TEXT SHOWN —
Kontroverse Diskussion des Cybersecurityplans der morgen veröffentlicht

 The Right Balance National cybersecurity plan takes shape but raises
questions about expectations

By George V. Hulme, Martin J. Garvey, and John Rendleman,
Sep 16, 2002 (12:00 AM)

The Bush Administration this week is scheduled to unveil its
long-awaited strategy to protect the nation's IT infrastructure.
Already, however, some IT executives
caution that certain proposals in a draft circulated last week among
government officials may be ineffective. And they don't want Congress or
federal agencies to
force measures on them.

The National Strategy to Secure Cyberspace, developed by White House
cybersecurity adviser Richard Clarke and being reviewed by President
Bush and
Homeland Security director Tom Ridge late last week, will call on
everyone from the largest businesses to consumers to help the federal
government track
cyberthreats and prevent attacks, particularly those aimed at financial,
government, utility, and other key networks.

President Bush's Critical Infrastructure Board will ask for feedback on
86 proposals contained in the document and issue a final statement in
February. Congress and
federal agencies then will determine how to fund the proposals and
which, if any, will be mandated.

"We're looking to work with the government so we are part of the
solution and not being dictated to," says Kenneth Lacy, senior VP and
CIO at United Parcel
Service Inc. But Andy Purdy, deputy chairman of the Infrastructure
Board, says the government may have to intervene if the private sector
doesn't do its part to
combat threats.

 That may include voluntarily sharing security data with a new network
operations center, to be developed and owned by the private
sector. The center could share with the government information collected
from the networks of businesses, government agencies, and
other NOCs, letting experts quickly discover threats and issue alerts.

DATASET RECORDS —
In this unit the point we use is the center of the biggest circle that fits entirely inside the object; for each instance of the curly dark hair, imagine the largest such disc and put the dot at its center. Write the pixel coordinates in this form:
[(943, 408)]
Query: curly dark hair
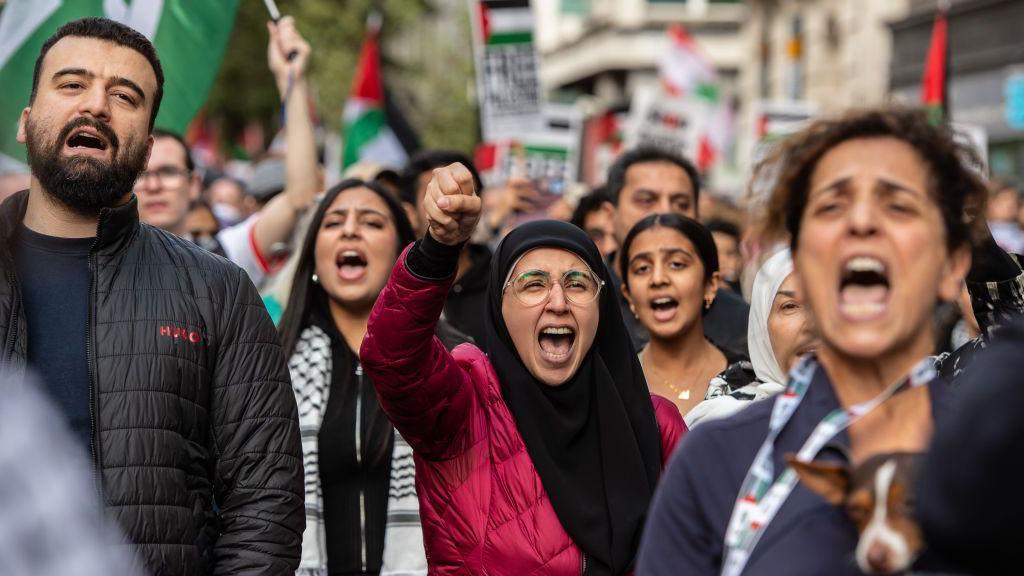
[(105, 29), (956, 188)]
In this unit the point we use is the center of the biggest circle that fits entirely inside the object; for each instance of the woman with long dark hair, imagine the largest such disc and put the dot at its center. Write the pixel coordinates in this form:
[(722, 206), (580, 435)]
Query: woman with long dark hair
[(358, 472), (538, 453), (669, 266)]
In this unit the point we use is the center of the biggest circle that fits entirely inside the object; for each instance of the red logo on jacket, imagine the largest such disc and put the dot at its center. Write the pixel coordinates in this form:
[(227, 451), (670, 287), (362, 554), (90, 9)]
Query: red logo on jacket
[(180, 333)]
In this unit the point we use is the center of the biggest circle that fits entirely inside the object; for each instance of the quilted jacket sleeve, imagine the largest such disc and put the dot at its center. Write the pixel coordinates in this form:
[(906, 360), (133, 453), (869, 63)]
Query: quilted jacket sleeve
[(258, 455), (671, 424), (425, 393)]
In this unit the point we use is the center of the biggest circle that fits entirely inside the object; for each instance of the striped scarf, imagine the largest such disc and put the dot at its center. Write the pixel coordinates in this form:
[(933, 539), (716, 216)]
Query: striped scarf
[(403, 553)]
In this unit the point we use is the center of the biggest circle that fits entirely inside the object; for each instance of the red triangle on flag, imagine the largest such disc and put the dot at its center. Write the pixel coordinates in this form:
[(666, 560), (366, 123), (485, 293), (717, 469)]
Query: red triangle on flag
[(367, 84)]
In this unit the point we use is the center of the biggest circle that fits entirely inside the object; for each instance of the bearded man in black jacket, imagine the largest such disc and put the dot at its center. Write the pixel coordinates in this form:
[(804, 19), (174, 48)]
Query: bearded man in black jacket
[(160, 355)]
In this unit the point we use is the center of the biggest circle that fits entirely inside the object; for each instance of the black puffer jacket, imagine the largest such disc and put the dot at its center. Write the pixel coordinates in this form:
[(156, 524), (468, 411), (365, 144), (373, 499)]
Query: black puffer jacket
[(192, 404)]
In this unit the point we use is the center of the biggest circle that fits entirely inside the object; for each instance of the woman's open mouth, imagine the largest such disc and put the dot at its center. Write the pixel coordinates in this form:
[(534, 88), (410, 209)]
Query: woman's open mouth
[(863, 292), (556, 343), (351, 264), (664, 309)]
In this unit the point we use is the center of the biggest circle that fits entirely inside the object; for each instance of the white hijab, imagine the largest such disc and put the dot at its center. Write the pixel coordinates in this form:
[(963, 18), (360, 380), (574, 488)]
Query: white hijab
[(766, 284)]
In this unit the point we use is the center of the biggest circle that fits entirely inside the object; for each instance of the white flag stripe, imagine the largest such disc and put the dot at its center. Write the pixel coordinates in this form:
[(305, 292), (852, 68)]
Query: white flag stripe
[(511, 19), (385, 150), (143, 16), (18, 23)]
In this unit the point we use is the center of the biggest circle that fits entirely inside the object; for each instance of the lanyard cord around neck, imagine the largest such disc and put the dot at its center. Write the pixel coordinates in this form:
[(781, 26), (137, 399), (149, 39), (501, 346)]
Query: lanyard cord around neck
[(761, 497)]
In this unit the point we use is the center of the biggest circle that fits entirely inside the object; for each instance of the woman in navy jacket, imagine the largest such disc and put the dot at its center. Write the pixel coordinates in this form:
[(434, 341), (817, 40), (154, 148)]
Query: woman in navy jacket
[(873, 205)]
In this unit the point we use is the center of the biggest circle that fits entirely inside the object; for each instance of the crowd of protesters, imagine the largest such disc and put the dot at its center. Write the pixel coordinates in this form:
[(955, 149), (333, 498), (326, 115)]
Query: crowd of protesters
[(397, 375)]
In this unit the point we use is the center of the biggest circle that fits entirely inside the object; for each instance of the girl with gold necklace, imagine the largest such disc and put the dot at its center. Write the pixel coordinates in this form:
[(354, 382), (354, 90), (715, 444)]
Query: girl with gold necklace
[(670, 277)]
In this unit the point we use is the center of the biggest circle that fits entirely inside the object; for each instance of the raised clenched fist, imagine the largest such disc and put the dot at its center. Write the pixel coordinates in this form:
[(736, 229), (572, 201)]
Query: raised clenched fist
[(451, 203)]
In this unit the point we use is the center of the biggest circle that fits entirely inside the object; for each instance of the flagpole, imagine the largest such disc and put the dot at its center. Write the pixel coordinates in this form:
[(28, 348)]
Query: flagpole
[(271, 7)]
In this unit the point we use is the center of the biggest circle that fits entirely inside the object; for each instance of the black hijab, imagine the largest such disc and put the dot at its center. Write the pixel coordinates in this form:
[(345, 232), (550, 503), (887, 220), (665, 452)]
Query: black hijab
[(594, 439)]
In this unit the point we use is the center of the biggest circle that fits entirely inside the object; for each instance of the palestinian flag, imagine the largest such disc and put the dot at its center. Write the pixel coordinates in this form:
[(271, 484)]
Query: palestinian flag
[(189, 37), (934, 85), (374, 128), (683, 69), (505, 22), (686, 73)]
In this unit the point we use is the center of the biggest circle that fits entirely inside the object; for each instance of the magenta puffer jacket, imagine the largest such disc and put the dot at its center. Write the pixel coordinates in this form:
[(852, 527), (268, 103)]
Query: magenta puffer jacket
[(481, 502)]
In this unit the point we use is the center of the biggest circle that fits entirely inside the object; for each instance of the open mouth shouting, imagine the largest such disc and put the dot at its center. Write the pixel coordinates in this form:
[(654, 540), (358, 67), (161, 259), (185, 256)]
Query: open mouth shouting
[(863, 292), (87, 141), (351, 264), (556, 343), (664, 309)]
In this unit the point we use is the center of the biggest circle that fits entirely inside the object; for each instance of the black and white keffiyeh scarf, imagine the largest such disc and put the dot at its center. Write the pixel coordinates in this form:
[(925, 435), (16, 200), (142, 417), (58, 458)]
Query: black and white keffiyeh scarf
[(310, 367)]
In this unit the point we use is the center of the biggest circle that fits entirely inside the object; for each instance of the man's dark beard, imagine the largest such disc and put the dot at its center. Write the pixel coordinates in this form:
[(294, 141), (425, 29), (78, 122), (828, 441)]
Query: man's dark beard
[(82, 183)]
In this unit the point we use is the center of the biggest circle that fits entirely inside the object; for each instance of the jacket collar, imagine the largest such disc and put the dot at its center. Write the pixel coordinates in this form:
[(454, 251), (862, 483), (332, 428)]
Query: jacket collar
[(115, 227)]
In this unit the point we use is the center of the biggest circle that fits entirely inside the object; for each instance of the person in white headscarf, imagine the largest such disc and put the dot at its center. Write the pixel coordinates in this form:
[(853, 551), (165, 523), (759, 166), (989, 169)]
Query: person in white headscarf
[(779, 331)]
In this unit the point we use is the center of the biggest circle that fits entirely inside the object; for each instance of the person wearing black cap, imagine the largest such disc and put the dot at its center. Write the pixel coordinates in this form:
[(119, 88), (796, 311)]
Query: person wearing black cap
[(669, 265), (544, 447)]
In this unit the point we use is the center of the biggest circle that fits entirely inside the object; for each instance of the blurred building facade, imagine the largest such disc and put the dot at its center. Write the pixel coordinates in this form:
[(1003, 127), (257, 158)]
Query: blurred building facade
[(821, 55), (986, 47), (606, 48), (599, 53)]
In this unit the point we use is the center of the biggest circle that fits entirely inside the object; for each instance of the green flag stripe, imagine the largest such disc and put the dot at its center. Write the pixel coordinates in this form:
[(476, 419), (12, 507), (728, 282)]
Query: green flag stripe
[(190, 41), (510, 38), (360, 132), (547, 151)]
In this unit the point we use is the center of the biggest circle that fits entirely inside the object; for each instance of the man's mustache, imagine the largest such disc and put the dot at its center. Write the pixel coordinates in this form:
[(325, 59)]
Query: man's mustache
[(83, 122)]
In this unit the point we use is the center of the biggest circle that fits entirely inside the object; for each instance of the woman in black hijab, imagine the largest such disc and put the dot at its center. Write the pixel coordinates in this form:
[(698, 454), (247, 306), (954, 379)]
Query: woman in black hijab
[(541, 453)]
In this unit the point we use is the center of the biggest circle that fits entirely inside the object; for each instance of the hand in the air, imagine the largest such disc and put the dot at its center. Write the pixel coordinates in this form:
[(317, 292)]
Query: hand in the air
[(451, 203), (285, 39)]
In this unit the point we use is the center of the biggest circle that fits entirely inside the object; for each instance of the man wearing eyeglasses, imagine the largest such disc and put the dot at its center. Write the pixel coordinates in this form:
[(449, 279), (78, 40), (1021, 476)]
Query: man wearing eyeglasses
[(168, 186)]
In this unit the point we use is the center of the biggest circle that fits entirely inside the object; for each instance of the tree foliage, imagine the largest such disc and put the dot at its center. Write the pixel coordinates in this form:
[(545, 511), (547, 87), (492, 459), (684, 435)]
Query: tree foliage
[(427, 65)]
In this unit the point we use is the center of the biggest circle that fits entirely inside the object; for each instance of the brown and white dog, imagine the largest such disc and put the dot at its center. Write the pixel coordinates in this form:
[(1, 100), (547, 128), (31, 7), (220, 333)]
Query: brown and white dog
[(877, 496)]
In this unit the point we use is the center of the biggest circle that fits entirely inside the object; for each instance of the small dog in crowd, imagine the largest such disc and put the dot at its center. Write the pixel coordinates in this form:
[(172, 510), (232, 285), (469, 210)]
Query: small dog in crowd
[(877, 496)]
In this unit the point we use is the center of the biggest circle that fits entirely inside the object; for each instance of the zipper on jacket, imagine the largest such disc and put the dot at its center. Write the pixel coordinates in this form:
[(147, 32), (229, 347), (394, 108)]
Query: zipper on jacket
[(90, 357), (358, 460)]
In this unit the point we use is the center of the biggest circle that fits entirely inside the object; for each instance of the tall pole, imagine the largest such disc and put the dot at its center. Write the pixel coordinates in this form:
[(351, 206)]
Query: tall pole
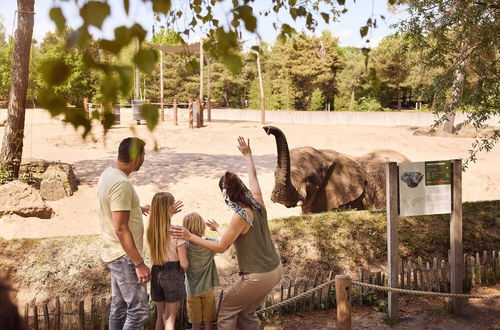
[(161, 87), (209, 102), (261, 87), (137, 82), (201, 70), (456, 250)]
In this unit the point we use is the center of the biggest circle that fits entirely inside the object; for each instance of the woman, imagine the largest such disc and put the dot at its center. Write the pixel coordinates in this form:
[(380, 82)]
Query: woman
[(258, 260)]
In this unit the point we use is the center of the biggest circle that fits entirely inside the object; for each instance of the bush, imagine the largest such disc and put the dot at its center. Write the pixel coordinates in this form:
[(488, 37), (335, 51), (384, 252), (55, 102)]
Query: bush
[(369, 104)]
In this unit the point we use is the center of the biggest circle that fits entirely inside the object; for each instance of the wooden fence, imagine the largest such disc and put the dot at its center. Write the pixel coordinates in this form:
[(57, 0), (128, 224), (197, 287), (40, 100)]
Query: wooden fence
[(479, 269)]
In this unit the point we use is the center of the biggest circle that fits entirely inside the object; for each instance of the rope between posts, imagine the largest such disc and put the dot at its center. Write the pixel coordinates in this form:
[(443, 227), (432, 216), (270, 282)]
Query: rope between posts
[(379, 288), (296, 298), (424, 293)]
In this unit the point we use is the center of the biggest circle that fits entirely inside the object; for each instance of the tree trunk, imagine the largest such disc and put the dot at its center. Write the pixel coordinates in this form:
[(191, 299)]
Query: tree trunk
[(12, 144), (398, 95), (261, 88), (353, 99), (456, 90)]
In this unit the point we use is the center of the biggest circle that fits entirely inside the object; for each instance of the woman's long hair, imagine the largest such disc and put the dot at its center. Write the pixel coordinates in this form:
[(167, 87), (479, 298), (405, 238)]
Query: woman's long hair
[(234, 189), (159, 224)]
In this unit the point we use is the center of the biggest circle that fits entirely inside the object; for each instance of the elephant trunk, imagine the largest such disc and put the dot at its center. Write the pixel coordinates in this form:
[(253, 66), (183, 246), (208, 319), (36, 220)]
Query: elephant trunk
[(284, 192)]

PROMPT — In the article on the national cybersecurity plan, how many proposals will the Critical Infrastructure Board ask for feedback on? The entries have no connection to the article on the national cybersecurity plan.

FULL SOLUTION — 86 proposals.